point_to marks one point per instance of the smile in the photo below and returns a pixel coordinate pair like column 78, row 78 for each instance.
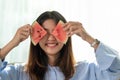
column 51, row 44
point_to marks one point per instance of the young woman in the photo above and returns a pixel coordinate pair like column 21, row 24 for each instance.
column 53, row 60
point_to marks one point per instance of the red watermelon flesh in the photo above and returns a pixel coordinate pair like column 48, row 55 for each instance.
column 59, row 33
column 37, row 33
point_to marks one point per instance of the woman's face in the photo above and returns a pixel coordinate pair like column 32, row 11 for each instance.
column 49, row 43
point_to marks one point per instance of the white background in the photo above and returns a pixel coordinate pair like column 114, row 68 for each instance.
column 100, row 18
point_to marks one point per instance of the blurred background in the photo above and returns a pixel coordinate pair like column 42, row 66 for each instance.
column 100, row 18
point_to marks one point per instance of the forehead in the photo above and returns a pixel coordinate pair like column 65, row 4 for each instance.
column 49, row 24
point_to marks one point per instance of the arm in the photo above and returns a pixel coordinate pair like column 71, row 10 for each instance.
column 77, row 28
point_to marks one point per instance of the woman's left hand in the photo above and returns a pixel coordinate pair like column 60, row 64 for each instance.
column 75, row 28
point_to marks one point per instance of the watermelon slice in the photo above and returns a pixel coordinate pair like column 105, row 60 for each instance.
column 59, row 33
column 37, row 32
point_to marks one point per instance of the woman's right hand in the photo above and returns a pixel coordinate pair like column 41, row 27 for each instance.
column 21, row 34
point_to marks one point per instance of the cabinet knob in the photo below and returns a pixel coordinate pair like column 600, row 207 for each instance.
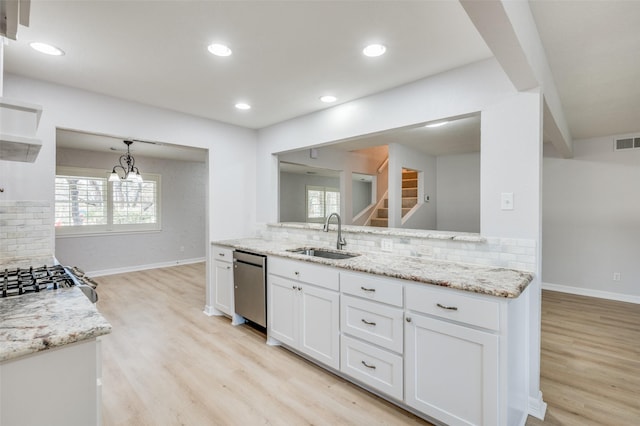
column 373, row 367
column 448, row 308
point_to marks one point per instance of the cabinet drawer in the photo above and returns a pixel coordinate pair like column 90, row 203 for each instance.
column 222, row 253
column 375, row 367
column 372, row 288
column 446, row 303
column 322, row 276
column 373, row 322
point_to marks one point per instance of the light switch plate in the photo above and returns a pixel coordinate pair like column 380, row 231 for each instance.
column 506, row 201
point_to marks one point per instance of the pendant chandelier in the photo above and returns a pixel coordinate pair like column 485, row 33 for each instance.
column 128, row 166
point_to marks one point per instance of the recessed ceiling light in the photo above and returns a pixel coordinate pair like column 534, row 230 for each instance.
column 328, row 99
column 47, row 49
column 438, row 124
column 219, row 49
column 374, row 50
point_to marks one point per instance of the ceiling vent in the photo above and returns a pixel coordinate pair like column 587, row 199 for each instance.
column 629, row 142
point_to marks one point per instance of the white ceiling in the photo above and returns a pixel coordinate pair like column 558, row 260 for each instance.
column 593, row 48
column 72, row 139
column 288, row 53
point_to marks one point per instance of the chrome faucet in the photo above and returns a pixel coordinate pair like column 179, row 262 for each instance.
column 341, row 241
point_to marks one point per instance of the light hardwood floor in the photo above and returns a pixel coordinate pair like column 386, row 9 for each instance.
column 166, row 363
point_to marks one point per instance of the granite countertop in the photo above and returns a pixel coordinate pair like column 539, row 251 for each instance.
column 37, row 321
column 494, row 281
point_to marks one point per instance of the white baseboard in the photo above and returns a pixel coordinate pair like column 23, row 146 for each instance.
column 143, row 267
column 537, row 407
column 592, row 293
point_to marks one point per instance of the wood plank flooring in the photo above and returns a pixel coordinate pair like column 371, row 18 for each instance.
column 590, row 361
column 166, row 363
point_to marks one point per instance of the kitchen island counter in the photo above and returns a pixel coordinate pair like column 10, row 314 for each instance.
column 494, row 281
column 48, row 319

DESCRIPTION OF THE TASK:
Retype the whole of the data verbatim. Skip every picture.

EXERCISE RESPONSE:
point_to marks one point per instance of the smile in the photo below and returns a pixel coordinate pair like column 78, row 78 for each instance.
column 51, row 44
point_to marks one point per instance of the young woman in the photo above and returns a pixel coordinate pair like column 21, row 24 for each instance.
column 53, row 60
point_to marks one point per instance of the red watermelon flesh in the photo above and returns a pixel coordinate pair like column 48, row 55 for each instance.
column 59, row 33
column 37, row 33
point_to marks one point per instance of the woman's face in the photo above and returns a pixel coordinate pair like column 32, row 11 for each instance.
column 49, row 43
point_to marks one point per instance of the white background in the photo above and returns a pixel coordinate pair like column 114, row 68 for each instance.
column 100, row 18
point_to marks one point per instance of the blurred background in the photo above and returns a pixel coordinate pair like column 42, row 66 for each instance.
column 100, row 18
point_to marks one point per instance of the forehead in the photo above and returns a pixel coordinate pair like column 65, row 4 for each instance.
column 49, row 24
point_to marks one point per instance of the arm in the photo above and returns a pixel coordinate pair like column 71, row 10 for each instance.
column 77, row 28
point_to marks one point per instance of the woman's left hand in the photo above and returns a pixel coordinate pair like column 60, row 64 for each instance.
column 75, row 28
point_to marks one point per instance of the watermelon slice in the photo above and returns a pixel coordinate pair like column 105, row 60 for each instance.
column 59, row 33
column 37, row 32
point_to marks one point per instance of the woman's right hand in the photo above and returns a pixel coordinate pair like column 41, row 27 for each instance.
column 21, row 34
point_to marks one point per instance of the cabinet knob in the photo below and returns a pixel coordinate pair like column 600, row 207 for each instance.
column 373, row 367
column 448, row 308
point_to marks one point per instance of the cabinet drawer in the photo above and returns a pixel coordinate pair like column 90, row 203 for each instance.
column 222, row 253
column 375, row 367
column 372, row 288
column 446, row 303
column 322, row 276
column 373, row 322
point_to marks one point per instance of the light switch plate in the photo above and returns a pixel coordinate pair like column 380, row 231 for each instance.
column 506, row 201
point_to marks one point per instance of the pendant chandelier in the photo above and returns a pixel coordinate pair like column 485, row 33 for each instance.
column 128, row 166
point_to marks one point per instance of the recessed ceiling light in the photo above and returns a pixel coordinate pair like column 534, row 230 for each instance.
column 328, row 99
column 47, row 49
column 438, row 124
column 219, row 49
column 374, row 50
point_to marks one point per instance of the ceiling vent in the photo above and returns a pixel coordinate pair like column 587, row 199 for each instance.
column 629, row 142
point_to marks one point per instance of the white ceiling in the photo above and returns a pixel coordinate pair like column 558, row 260 for each instance.
column 593, row 48
column 72, row 139
column 288, row 53
point_to marks one point per instance of the chrome faucet in the photo above and returns a pixel coordinate pair like column 179, row 262 for each instance.
column 341, row 241
point_to marks one point per instance of the light hardwood floor in the photo above and returns a pixel coordinate pair like column 386, row 9 for each instance.
column 166, row 363
point_to marks one point per instance of the granite countertop in the photo above and returns a pixel coordinate pair like column 539, row 251 for each instance.
column 37, row 321
column 494, row 281
point_to marks one point per instance of the white baseboard in the photo above and returns a pixel coordinate pair like column 23, row 146 for each instance.
column 143, row 267
column 537, row 407
column 592, row 293
point_to marks one point per instance of the wood plank flooring in the photo above and returns a pixel coordinate pair like column 371, row 18 for each instance.
column 590, row 361
column 166, row 363
point_to marks one point per instance of the kitchen island counter in the photo above and returns a pixel coordinate pair like column 10, row 314 for each instance.
column 494, row 281
column 48, row 319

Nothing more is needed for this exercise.